--- start ---
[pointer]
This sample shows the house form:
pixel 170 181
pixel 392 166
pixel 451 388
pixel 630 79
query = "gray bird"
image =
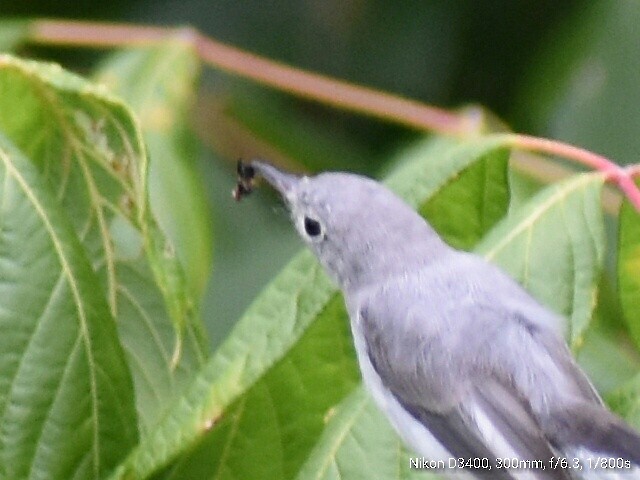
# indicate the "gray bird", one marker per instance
pixel 464 363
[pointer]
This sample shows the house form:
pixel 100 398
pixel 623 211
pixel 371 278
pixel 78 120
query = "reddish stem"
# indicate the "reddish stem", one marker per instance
pixel 613 172
pixel 319 88
pixel 298 82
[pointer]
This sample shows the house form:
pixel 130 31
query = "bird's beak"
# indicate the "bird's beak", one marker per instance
pixel 284 183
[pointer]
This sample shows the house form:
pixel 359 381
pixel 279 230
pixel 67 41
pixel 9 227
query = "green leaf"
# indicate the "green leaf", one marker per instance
pixel 88 148
pixel 66 395
pixel 358 443
pixel 12 33
pixel 626 402
pixel 463 191
pixel 267 338
pixel 278 419
pixel 629 267
pixel 554 247
pixel 159 83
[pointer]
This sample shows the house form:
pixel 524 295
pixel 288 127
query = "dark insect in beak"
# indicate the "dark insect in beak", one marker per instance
pixel 246 175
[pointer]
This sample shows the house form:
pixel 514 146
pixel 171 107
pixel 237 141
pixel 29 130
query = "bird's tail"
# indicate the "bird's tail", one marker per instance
pixel 595 440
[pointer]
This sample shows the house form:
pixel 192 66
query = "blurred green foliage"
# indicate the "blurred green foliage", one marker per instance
pixel 550 68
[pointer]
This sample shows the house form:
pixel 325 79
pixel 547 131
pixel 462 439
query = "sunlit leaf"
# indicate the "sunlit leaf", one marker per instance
pixel 358 443
pixel 12 33
pixel 159 83
pixel 554 247
pixel 66 395
pixel 629 267
pixel 265 341
pixel 88 148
--- end ---
Problem to work on » Return, verbatim, every line from the start of the records through the line containing "pixel 284 183", inclusive. Omit the pictures from your answer.

Task output »
[pointer]
This sample shows the house form:
pixel 170 181
pixel 392 166
pixel 451 388
pixel 630 79
query = "gray bird"
image =
# indicate the "gray bird", one marker per instance
pixel 464 363
[pointer]
This sample shows the house form:
pixel 100 398
pixel 623 211
pixel 371 278
pixel 78 120
query = "reddish stem"
# indicate the "reddish stem", one marker per instance
pixel 613 172
pixel 319 88
pixel 298 82
[pointer]
This sample shows the house form:
pixel 130 31
query = "bird's beak"
# indicate the "bird's beak", one marker per instance
pixel 284 183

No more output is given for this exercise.